→ To do: Render the listing below as a JSON array of strings, one string per line, with all blank lines omitted.
>> start Data entries
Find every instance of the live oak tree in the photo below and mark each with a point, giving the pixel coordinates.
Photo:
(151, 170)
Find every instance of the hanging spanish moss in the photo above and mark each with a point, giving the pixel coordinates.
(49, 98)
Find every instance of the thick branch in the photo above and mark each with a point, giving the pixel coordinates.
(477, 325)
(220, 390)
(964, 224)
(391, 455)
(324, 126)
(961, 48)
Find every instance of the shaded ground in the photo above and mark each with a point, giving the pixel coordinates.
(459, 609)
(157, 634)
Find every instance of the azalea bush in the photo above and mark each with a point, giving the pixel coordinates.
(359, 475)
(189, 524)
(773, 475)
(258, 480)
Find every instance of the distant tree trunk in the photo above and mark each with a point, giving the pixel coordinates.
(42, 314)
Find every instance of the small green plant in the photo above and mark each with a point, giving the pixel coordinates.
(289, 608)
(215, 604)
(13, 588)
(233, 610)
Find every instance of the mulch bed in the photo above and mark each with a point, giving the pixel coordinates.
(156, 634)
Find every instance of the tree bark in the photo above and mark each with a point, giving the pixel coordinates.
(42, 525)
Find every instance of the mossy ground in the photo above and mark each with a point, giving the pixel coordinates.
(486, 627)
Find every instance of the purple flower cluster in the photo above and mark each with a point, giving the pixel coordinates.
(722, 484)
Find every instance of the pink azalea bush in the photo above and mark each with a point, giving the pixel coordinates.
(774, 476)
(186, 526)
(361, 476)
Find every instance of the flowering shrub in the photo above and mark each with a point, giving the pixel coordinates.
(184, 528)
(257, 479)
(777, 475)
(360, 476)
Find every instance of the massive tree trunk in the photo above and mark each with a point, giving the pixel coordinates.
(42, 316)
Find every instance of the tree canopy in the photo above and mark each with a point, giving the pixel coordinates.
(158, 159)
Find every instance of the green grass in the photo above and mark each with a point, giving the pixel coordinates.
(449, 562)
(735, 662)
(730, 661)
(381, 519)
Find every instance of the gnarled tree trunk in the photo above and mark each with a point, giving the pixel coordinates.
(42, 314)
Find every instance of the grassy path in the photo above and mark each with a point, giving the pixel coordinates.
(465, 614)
>> end Data entries
→ Answer to this exercise:
[
  "Find every instance of the live oak tree in the photo below and mark each with a point, giving the pixel coordinates.",
  "Photo:",
  "(151, 170)",
  "Find every instance of the hanging spanish moss in the photo above and mark each with a point, giving the pixel coordinates.",
  "(49, 98)",
  "Find every instance of the thick branch in the photo above and mark each with a point, giving the pixel coordinates.",
  "(477, 325)",
  "(220, 390)",
  "(964, 224)",
  "(391, 455)",
  "(324, 126)",
  "(961, 48)",
  "Find every instance of the shaded ground in the photo above and mark each with a point, giving the pixel coordinates.",
  "(459, 609)",
  "(157, 634)",
  "Find every instance of the azalea bush in the photo above and mark each with a point, giving the pixel coordinates.",
  "(359, 475)",
  "(189, 524)",
  "(773, 475)",
  "(258, 480)",
  "Find every instance of the distant tree trunk in the photo above and mark each with a point, giving the pixel coordinates.",
  "(42, 314)",
  "Find every instance of the small green plant in the photo above and mark each with a point, giving the pixel coordinates.",
  "(289, 608)",
  "(215, 604)",
  "(13, 588)",
  "(233, 610)",
  "Find every instance of the mulch bed in the photo above and mark each with a point, giving the pixel coordinates.",
  "(156, 634)",
  "Find every instance of the tree bark in the photo above and mark each with a point, giving the pixel coordinates.",
  "(42, 525)",
  "Find every instance of the mossy ground in the photo above and mark each with a point, giving the pixel coordinates.",
  "(486, 627)",
  "Find every instance of the purple flower cluster in the photo above and mark each with a point, giving the pixel coordinates.",
  "(722, 484)",
  "Find every instance of the pink azalea bush in the photo above and mark each with a point, giving the pixel coordinates.",
  "(774, 476)",
  "(186, 526)",
  "(361, 476)",
  "Find every instance of the flowering shrub in the photo above and mark each with a point, giving the pixel coordinates.",
  "(184, 528)",
  "(257, 479)",
  "(777, 475)",
  "(360, 476)",
  "Find every instance of the massive tree trunk in the photo above and mark each with a point, giving the pixel coordinates.",
  "(42, 316)",
  "Find every instance of the tree canopy in the photo above and mark each with a point, giving the pixel coordinates.",
  "(158, 159)",
  "Find every instance of the green grass in the photo above and mark each with a point, giving the pixel coordinates.",
  "(449, 562)",
  "(735, 662)",
  "(730, 661)",
  "(381, 519)",
  "Find every instance of the gnarled tree trunk in the photo above and mark each with a point, giving the pixel coordinates.",
  "(42, 314)",
  "Find every instance of the grassy path in the photo above and mark each with a point, giving the pixel coordinates.",
  "(465, 614)"
]